▶ [Extracted text]
..............................
Pingviini brand products are made at the Turenki ice cream factory in Janakkala. The brand has received an Avainlippu ("key flag") award because the ice cream is made in Finland by Finnish employees from Finnish milk.

Nestlé Finland bought the Pingviini brand in 2004. Development and production of the ice cream remain in Turenki. In 2016 Nestlé moved the brand to Froneri Finland, which it owns together with the British ice cream company R&R.

==History==
The story of the Pingviini brand started in 1935 when Oy Jäätelö - Glass Ab started producing ice cream in the "newest and most modern ice cream factory" in Helsinki. After a couple of years Valio bought the company's Pingviini brand.

The first ice cream products were made in Turku, but later the ice cream was also produced in Helsinki, Vyborg and Tampere and also later in Oulu. The Turenki ice cream factory was founded in 1962.

At first the ice cream was sold in waffle cones and on plates at Valio dairy shops and kiosks. In 1936 Valio founded the first ice cream parlor in Finland at the Lasipalatsi building in Helsinki. Later ice cream kiosks spread throughout Finland. Nowadays there are about 200 Pingviini ice cream kiosks all over Finland every summer.

Nestlé bought Valio's ice cream product line and a fixed term of 10 years of rights to the Valiojäätelö brand in 2004. Development and production of the ice cream remain in Turenki.

==The Turenki ice cream factory==
Pingviini products are developed and produced at the Froneri Finland ice cream factory in Turenki, Janakkala. The Turenki ice cream factory was built in 1962 to meet the increase of ice cream consumption in Finland. Nowadays the factory is one of the largest and most modern ice cream factories in the Nordic countries and employs about 200 people, or as much as 300 people during high season.
..............................
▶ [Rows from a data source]
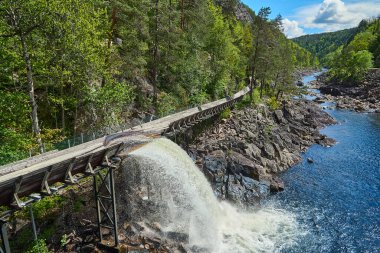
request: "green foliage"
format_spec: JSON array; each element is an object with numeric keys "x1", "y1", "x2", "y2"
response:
[
  {"x1": 220, "y1": 108, "x2": 231, "y2": 119},
  {"x1": 326, "y1": 19, "x2": 380, "y2": 83},
  {"x1": 293, "y1": 28, "x2": 360, "y2": 65},
  {"x1": 60, "y1": 234, "x2": 68, "y2": 247},
  {"x1": 26, "y1": 239, "x2": 50, "y2": 253},
  {"x1": 16, "y1": 195, "x2": 66, "y2": 222},
  {"x1": 0, "y1": 0, "x2": 318, "y2": 164}
]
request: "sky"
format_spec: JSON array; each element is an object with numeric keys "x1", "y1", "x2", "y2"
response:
[{"x1": 241, "y1": 0, "x2": 380, "y2": 38}]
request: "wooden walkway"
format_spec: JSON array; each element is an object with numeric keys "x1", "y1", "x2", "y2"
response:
[{"x1": 0, "y1": 87, "x2": 249, "y2": 210}]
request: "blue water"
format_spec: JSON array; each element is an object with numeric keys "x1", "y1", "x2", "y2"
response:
[{"x1": 272, "y1": 72, "x2": 380, "y2": 252}]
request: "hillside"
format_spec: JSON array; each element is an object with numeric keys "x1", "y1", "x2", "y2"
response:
[{"x1": 0, "y1": 0, "x2": 318, "y2": 164}]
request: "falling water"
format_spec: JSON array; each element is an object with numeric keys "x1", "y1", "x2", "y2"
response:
[{"x1": 120, "y1": 138, "x2": 304, "y2": 253}]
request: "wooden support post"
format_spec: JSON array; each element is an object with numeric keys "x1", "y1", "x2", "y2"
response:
[
  {"x1": 65, "y1": 157, "x2": 77, "y2": 184},
  {"x1": 41, "y1": 166, "x2": 53, "y2": 195},
  {"x1": 93, "y1": 164, "x2": 119, "y2": 247},
  {"x1": 13, "y1": 177, "x2": 24, "y2": 208},
  {"x1": 0, "y1": 220, "x2": 11, "y2": 253}
]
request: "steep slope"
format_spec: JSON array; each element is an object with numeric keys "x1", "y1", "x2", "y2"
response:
[{"x1": 293, "y1": 27, "x2": 360, "y2": 63}]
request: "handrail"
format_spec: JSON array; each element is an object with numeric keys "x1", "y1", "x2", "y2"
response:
[{"x1": 0, "y1": 87, "x2": 249, "y2": 207}]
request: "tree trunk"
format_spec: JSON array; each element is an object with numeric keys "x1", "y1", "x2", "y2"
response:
[
  {"x1": 19, "y1": 33, "x2": 44, "y2": 153},
  {"x1": 152, "y1": 0, "x2": 159, "y2": 109}
]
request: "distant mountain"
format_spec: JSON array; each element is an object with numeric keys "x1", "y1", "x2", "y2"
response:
[{"x1": 292, "y1": 26, "x2": 361, "y2": 63}]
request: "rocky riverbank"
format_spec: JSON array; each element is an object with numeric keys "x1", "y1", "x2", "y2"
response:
[
  {"x1": 312, "y1": 69, "x2": 380, "y2": 113},
  {"x1": 14, "y1": 96, "x2": 336, "y2": 252},
  {"x1": 188, "y1": 100, "x2": 336, "y2": 206}
]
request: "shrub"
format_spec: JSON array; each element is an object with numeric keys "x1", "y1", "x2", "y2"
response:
[
  {"x1": 220, "y1": 108, "x2": 231, "y2": 119},
  {"x1": 26, "y1": 240, "x2": 49, "y2": 253}
]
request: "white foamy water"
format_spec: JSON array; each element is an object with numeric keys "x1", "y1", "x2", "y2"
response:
[{"x1": 125, "y1": 138, "x2": 303, "y2": 253}]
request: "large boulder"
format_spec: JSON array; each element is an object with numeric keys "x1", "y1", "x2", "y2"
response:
[{"x1": 203, "y1": 150, "x2": 228, "y2": 183}]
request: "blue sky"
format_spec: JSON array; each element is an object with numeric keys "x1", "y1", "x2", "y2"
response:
[{"x1": 242, "y1": 0, "x2": 380, "y2": 38}]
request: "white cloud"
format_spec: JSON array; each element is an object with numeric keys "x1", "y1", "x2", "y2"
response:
[
  {"x1": 294, "y1": 0, "x2": 380, "y2": 31},
  {"x1": 282, "y1": 18, "x2": 305, "y2": 39}
]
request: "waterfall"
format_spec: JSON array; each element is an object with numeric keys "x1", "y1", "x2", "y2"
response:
[{"x1": 119, "y1": 138, "x2": 301, "y2": 253}]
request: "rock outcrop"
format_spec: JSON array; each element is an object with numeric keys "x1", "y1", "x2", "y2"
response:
[
  {"x1": 313, "y1": 69, "x2": 380, "y2": 112},
  {"x1": 188, "y1": 100, "x2": 336, "y2": 206}
]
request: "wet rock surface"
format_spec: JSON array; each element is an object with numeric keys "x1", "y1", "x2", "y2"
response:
[
  {"x1": 188, "y1": 100, "x2": 336, "y2": 206},
  {"x1": 312, "y1": 69, "x2": 380, "y2": 113}
]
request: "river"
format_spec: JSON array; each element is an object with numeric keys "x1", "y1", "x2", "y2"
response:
[{"x1": 268, "y1": 72, "x2": 380, "y2": 252}]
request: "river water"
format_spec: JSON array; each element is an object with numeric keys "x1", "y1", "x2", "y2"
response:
[
  {"x1": 123, "y1": 72, "x2": 380, "y2": 253},
  {"x1": 268, "y1": 72, "x2": 380, "y2": 252}
]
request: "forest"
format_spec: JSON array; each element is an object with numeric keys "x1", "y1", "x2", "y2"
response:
[
  {"x1": 292, "y1": 27, "x2": 359, "y2": 64},
  {"x1": 0, "y1": 0, "x2": 319, "y2": 164},
  {"x1": 293, "y1": 18, "x2": 380, "y2": 84},
  {"x1": 325, "y1": 18, "x2": 380, "y2": 84}
]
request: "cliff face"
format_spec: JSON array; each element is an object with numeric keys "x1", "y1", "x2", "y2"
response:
[{"x1": 188, "y1": 101, "x2": 336, "y2": 206}]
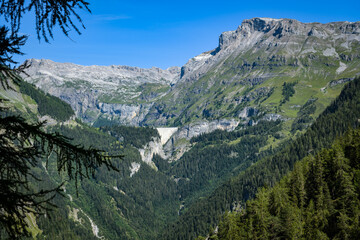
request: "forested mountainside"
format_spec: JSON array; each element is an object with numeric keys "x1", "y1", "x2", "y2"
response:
[
  {"x1": 162, "y1": 79, "x2": 360, "y2": 239},
  {"x1": 0, "y1": 18, "x2": 360, "y2": 239},
  {"x1": 205, "y1": 129, "x2": 360, "y2": 240}
]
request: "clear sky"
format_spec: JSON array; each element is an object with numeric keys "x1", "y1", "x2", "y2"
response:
[{"x1": 16, "y1": 0, "x2": 360, "y2": 68}]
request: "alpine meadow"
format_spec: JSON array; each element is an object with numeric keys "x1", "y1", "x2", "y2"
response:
[{"x1": 0, "y1": 0, "x2": 360, "y2": 240}]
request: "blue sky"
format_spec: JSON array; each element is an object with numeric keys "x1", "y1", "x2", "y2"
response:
[{"x1": 12, "y1": 0, "x2": 360, "y2": 68}]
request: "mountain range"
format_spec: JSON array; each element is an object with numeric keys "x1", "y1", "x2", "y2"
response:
[{"x1": 0, "y1": 18, "x2": 360, "y2": 239}]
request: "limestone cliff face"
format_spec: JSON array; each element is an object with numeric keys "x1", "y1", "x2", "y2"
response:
[
  {"x1": 24, "y1": 59, "x2": 180, "y2": 125},
  {"x1": 178, "y1": 18, "x2": 360, "y2": 84},
  {"x1": 21, "y1": 18, "x2": 360, "y2": 128}
]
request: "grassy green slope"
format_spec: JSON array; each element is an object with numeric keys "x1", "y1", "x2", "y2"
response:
[{"x1": 160, "y1": 79, "x2": 360, "y2": 239}]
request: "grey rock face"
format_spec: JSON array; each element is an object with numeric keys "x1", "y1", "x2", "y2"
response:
[
  {"x1": 178, "y1": 18, "x2": 360, "y2": 84},
  {"x1": 24, "y1": 59, "x2": 180, "y2": 125},
  {"x1": 21, "y1": 18, "x2": 360, "y2": 126}
]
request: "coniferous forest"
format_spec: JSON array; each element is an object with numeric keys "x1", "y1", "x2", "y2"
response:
[{"x1": 207, "y1": 126, "x2": 360, "y2": 240}]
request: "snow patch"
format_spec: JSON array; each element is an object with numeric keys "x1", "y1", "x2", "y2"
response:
[
  {"x1": 130, "y1": 162, "x2": 141, "y2": 177},
  {"x1": 323, "y1": 48, "x2": 339, "y2": 57},
  {"x1": 336, "y1": 62, "x2": 347, "y2": 74},
  {"x1": 156, "y1": 127, "x2": 178, "y2": 145}
]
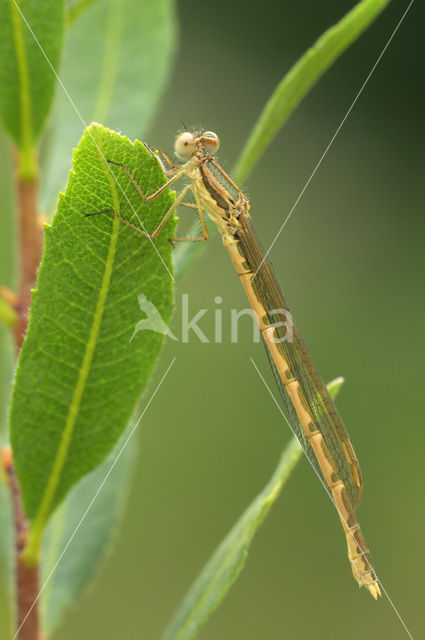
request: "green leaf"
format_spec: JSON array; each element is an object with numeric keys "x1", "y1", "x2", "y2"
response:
..............................
▶ [What you should do] Could you reproduce the Pingviini text from "Nestlé Finland bought" up to and including "cream company R&R.", switching "British" to "UK"? Rely only on the Pingviini text for what comes next.

▶ [Final answer]
Nestlé Finland bought the Pingviini brand in 2004. Development and production of the ice cream remain in Turenki. In 2016 Nestlé moved the brand to Froneri Finland, which it owns together with the UK ice cream company R&R.